WHAT TO WORK ON - Could you turn the material below, from its start through the line containing "[[619, 280], [633, 260]]", into a two-column CSV with the headers instruction and points? Give one row for each instruction and the coordinates after it, with each value in a single quoted field, line breaks replaced by spaces, and the pictures left out.
⁂
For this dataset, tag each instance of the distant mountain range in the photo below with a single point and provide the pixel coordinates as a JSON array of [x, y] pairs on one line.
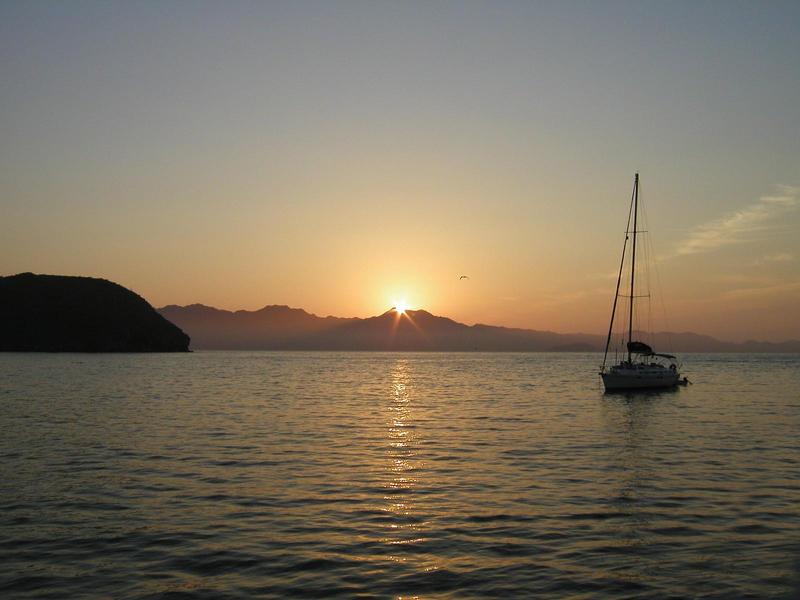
[[285, 328]]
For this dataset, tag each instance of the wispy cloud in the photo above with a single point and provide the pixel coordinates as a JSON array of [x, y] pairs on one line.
[[742, 226], [778, 257], [788, 287]]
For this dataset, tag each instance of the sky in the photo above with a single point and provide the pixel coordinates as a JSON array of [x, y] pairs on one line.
[[344, 156]]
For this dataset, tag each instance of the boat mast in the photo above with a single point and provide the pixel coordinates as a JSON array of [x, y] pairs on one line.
[[619, 280], [633, 260]]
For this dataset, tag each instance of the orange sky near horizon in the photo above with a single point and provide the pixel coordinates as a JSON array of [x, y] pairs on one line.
[[338, 157]]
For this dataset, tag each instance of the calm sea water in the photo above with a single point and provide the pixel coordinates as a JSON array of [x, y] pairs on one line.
[[310, 475]]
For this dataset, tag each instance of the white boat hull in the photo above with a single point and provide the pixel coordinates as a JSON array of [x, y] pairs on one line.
[[638, 379]]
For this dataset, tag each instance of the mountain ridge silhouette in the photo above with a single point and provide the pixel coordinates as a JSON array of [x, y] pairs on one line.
[[280, 327]]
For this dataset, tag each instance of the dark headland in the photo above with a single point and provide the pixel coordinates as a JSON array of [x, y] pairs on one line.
[[55, 313]]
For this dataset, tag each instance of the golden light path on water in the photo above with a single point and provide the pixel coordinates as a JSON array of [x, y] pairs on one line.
[[403, 466]]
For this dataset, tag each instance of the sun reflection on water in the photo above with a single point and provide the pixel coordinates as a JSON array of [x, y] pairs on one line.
[[403, 464]]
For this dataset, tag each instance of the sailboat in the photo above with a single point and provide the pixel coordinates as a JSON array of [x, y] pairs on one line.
[[640, 367]]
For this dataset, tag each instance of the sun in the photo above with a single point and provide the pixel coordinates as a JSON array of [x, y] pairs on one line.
[[400, 306]]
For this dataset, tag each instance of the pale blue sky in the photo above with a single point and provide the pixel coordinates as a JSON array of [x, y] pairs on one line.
[[331, 154]]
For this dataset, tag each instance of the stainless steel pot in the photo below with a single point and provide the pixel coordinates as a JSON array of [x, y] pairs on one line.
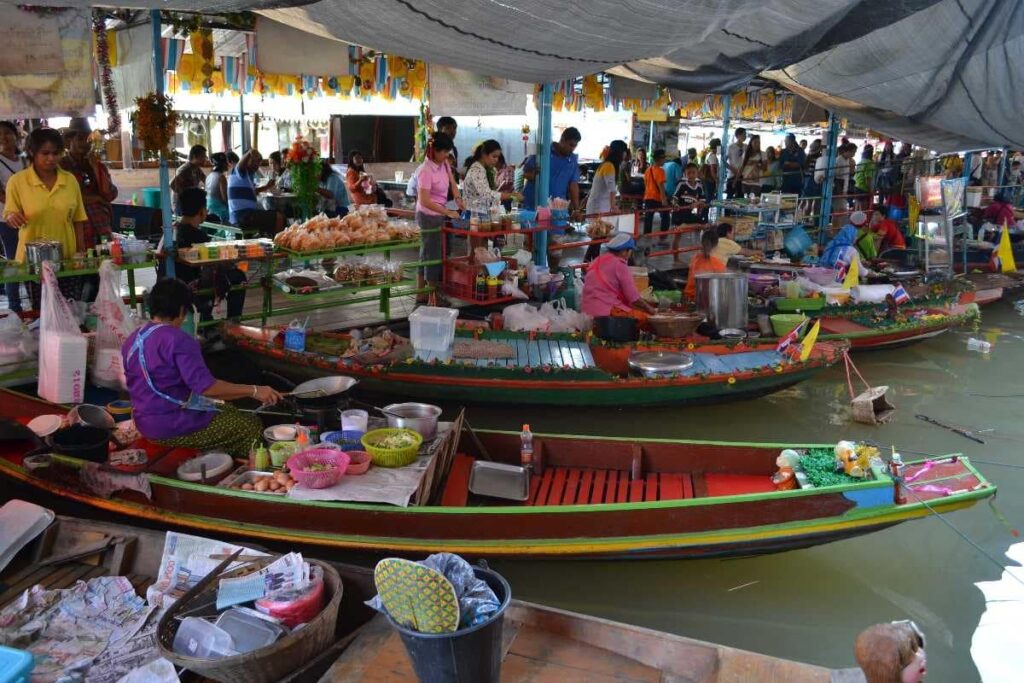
[[43, 250], [722, 297], [420, 418]]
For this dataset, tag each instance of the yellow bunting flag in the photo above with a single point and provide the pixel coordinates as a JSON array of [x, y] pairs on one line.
[[807, 345], [852, 274], [1005, 252]]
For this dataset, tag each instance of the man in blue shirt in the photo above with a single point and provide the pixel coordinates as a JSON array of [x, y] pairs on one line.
[[564, 180], [242, 204], [792, 160]]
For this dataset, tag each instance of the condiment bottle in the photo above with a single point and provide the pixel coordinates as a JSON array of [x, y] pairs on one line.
[[526, 447], [896, 472]]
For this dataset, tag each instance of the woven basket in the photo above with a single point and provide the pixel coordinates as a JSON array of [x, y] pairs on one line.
[[390, 457], [267, 664], [298, 463]]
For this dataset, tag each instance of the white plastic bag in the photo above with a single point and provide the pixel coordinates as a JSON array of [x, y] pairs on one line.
[[62, 348], [115, 322], [523, 317]]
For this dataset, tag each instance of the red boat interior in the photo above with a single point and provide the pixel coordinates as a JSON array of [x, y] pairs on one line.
[[574, 470]]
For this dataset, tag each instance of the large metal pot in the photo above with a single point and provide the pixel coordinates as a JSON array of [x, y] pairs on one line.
[[722, 297], [420, 418], [43, 250]]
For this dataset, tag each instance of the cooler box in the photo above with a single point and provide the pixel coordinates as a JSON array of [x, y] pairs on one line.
[[15, 666], [431, 330]]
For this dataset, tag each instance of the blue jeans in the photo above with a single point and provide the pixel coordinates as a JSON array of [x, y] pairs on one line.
[[8, 238]]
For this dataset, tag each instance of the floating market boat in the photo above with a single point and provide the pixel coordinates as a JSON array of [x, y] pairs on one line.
[[539, 640], [588, 498], [557, 370]]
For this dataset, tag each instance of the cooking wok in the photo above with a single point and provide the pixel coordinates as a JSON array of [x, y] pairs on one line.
[[322, 391]]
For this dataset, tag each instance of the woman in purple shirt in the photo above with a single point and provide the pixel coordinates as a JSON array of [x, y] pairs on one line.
[[175, 399]]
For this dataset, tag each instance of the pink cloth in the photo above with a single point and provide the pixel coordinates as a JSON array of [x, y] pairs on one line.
[[608, 285], [434, 178]]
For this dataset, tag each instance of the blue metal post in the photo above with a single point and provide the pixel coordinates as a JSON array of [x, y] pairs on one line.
[[829, 182], [242, 123], [967, 181], [543, 184], [723, 168], [165, 181]]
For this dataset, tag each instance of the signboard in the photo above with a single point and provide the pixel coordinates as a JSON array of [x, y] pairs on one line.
[[49, 71]]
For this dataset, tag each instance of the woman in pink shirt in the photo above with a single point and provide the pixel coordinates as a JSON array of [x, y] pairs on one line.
[[433, 180], [608, 289]]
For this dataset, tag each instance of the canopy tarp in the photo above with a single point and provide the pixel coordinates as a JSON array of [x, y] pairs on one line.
[[940, 73]]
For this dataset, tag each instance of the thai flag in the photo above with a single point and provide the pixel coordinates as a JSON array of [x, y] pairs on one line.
[[900, 295], [791, 338]]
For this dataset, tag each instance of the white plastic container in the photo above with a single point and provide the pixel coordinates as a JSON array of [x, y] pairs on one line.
[[432, 331], [199, 638], [354, 420]]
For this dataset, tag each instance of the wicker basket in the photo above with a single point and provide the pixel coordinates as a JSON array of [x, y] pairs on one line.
[[298, 463], [267, 664], [390, 457], [675, 326]]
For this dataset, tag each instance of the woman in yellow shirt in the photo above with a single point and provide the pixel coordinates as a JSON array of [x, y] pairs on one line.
[[44, 202]]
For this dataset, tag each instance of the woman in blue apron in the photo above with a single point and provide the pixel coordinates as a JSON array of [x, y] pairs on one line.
[[176, 400]]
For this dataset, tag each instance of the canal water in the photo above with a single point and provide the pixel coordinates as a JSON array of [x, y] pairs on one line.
[[810, 604]]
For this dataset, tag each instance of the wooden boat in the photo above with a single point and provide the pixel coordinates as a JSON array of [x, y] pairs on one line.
[[539, 642], [595, 498], [555, 370]]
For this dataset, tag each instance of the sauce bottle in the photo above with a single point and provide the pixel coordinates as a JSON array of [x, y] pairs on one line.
[[526, 447]]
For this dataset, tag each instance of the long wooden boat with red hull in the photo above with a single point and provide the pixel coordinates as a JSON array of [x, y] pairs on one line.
[[553, 370], [594, 498]]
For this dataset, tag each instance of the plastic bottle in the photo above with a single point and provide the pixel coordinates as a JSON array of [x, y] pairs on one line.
[[526, 447], [979, 345], [896, 471]]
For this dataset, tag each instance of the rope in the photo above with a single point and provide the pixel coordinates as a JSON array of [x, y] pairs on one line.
[[963, 536]]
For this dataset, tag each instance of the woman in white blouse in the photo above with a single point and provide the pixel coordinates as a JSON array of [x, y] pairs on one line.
[[479, 186]]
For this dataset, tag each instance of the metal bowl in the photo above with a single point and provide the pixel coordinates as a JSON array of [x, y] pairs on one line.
[[421, 418]]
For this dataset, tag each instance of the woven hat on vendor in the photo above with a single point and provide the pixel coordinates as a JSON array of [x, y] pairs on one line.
[[858, 218], [621, 242]]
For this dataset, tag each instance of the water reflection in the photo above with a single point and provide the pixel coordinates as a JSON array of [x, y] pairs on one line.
[[810, 604]]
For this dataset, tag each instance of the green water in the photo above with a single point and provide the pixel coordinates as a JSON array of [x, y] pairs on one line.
[[810, 604]]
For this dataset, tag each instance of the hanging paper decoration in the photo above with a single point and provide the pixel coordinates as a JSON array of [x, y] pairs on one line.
[[105, 74]]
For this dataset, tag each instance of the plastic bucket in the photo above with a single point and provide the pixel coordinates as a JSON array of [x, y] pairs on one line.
[[783, 324], [797, 242], [468, 655], [151, 197]]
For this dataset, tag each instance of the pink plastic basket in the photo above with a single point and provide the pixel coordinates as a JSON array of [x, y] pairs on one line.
[[298, 463]]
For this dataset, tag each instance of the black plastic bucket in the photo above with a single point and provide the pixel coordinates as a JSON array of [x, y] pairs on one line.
[[468, 655]]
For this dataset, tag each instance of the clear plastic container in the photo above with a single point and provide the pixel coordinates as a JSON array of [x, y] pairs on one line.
[[249, 632], [199, 638], [432, 330]]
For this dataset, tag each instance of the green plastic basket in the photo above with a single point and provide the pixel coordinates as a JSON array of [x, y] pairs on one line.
[[390, 457]]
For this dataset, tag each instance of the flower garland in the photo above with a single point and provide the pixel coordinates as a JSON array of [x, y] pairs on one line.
[[156, 122], [304, 167], [105, 74]]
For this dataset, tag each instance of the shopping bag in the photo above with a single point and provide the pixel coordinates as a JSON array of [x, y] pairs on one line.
[[62, 347]]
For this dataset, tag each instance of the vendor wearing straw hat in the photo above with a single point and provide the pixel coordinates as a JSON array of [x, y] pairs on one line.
[[608, 289]]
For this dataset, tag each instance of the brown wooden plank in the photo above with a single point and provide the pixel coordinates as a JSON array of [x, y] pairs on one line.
[[699, 484], [672, 486], [623, 493], [650, 487], [687, 485], [542, 493], [636, 491], [457, 488], [586, 481], [557, 486], [597, 492], [571, 484]]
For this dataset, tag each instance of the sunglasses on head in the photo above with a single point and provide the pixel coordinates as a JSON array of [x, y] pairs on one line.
[[916, 631]]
⁂
COMPLETE ANSWER -
instruction,points
"For this dataset, tag each instance of the distant mountain range in the photo below with a single point and provide the pixel coordinates as a JSON array of [x, y] pairs on one line.","[[285, 328]]"
"For this dataset, tag each instance of the wispy cloud in the photo above with a single point and provide the pixel coordinates as a JSON array of [x, y] pairs on one line.","[[742, 226], [778, 257], [788, 287]]"
"For this dataset, tag each instance of the sky in the photo above with a single point and provide the pixel coordinates as a JSON array of [x, y] pairs on one line.","[[344, 156]]"
"For this dataset, tag each instance of the boat mast in the photo above with a single point and provide the pixel coordinates as a JSON array of [x, y] pairs on one line.","[[619, 280], [633, 260]]"